[Prompt]: Rewrite every one of the records below, replacing "drops a pin on" with "places a marker on" and leaving everything else unchanged.

[Rows from a dataset]
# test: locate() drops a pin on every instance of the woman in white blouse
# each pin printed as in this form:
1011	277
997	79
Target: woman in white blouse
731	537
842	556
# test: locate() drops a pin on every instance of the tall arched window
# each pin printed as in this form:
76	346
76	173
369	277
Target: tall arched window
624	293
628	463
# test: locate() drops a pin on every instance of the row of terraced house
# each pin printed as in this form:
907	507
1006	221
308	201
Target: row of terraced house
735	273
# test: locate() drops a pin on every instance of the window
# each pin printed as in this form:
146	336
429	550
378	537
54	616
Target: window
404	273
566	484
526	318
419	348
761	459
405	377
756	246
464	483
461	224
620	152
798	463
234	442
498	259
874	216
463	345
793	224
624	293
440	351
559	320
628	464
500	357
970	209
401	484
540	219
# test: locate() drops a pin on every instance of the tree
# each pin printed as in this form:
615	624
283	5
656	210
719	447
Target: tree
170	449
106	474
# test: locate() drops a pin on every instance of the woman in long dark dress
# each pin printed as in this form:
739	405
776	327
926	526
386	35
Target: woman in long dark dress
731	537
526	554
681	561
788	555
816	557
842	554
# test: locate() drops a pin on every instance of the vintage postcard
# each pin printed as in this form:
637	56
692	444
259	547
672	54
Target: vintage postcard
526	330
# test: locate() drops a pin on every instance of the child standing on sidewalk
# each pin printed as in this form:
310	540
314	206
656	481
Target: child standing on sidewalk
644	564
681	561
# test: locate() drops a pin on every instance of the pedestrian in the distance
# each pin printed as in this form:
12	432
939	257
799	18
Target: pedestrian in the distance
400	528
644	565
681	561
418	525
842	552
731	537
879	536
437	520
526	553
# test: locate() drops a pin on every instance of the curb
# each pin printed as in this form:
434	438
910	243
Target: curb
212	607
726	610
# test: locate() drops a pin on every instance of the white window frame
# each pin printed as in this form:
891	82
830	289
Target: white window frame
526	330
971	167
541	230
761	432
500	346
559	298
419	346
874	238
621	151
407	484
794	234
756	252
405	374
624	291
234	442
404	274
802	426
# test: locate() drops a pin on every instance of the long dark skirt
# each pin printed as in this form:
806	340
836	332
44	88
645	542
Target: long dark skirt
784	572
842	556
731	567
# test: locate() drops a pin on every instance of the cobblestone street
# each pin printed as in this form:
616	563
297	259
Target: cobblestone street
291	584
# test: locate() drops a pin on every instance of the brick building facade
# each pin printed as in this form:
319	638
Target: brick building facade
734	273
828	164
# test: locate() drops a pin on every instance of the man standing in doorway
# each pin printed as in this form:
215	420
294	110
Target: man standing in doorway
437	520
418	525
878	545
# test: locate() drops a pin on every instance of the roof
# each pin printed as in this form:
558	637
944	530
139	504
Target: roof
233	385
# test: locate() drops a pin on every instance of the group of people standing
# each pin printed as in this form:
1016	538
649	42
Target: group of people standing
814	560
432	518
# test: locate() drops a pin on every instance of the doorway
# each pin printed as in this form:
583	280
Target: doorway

[Answer]:
# test: locate() places a marker on every instance of the woman in white blouse
# each pin printed as in this form:
1011	277
997	79
Target: woman in white blouse
731	537
842	556
# test: locate() places a marker on every instance of the tall arched window
# each pin printed as in this form:
76	346
76	173
369	277
Target: tall arched window
624	293
628	463
# test: locate() places a marker on every instance of the row of terraced house
# each pin printed as in this form:
907	507
1006	221
308	201
Target: row of terraced house
735	273
# test: locate() places a marker on every instance of the window
# each pin printed as in this form:
146	336
429	550
378	537
54	616
Target: window
404	273
566	484
526	318
419	348
761	459
405	377
756	246
464	483
461	224
620	152
798	463
234	442
498	259
874	216
463	345
793	224
624	293
440	351
559	320
628	464
500	357
970	209
401	484
540	219
# test: locate() places a marker on every instance of the tree
# each pin printed as in this form:
615	624
283	5
656	210
719	447
Target: tree
170	449
106	474
# test: locate() places a marker on every instance of the woman in long dark dress
# each pin printed as in this form:
739	405
776	327
926	526
386	35
Target: woman in long dark dress
731	537
526	554
681	561
788	555
816	557
842	554
# test: locate() places a marker on every instance of the vintage postcard
# each pin printed as in this form:
637	56
692	444
259	547
672	54
Target: vintage postcard
526	330
# test: locate() places a marker on every instance of the child standing on sidewalk
# each pin printed as in this form:
310	540
314	206
656	481
Target: child standing on sidewalk
644	564
681	561
# test: locate() places a marker on every instance of the pedestrian in the distance
# each pin printed as in this form:
12	432
939	257
799	18
Target: pedestrian in the distance
400	528
644	565
681	561
418	525
842	552
731	537
879	536
437	520
526	553
# test: locate() places a marker on every instance of the curb
# each pin printed as in this form:
434	438
910	243
Target: curb
212	607
726	610
# test: locate() places a marker on every instance of the white window frame
# each pin printed as in this form:
891	82
830	289
Target: white window frame
526	330
971	167
541	230
761	432
500	346
559	298
419	346
874	238
621	151
407	484
794	234
756	252
405	374
624	291
234	442
404	274
802	426
# test: locate() places a marker on every instance of the long dark skirt
# each pin printed as in this form:
806	340
836	332
44	88
645	542
Target: long dark skirt
784	572
842	556
731	567
# test: locate() places a marker on every instance of the cobblestone street
# each pin printed as in this form:
616	563
297	259
Target: cobblestone street
291	584
# test: locate() places a marker on every instance of the brick building facade
# each pin printed as in this form:
319	638
Target: brick building facade
734	273
828	164
# test: locate() places a marker on every instance of the man standing in doorway
# each pin printed as in this form:
215	420
294	110
Target: man standing in doorway
437	520
418	525
878	545
# test: locate() places a marker on every instance of the roof
# each pin printed as in this form:
558	637
944	530
139	504
Target: roof
233	385
# test: locate() places a marker on every instance of the group of people standing
# each pin printed as in this form:
1016	538
649	42
Target: group of people standing
814	560
432	518
# test: locate() places a marker on every instance of the doorway
# each pin printed as in this form:
583	280
Target: doorway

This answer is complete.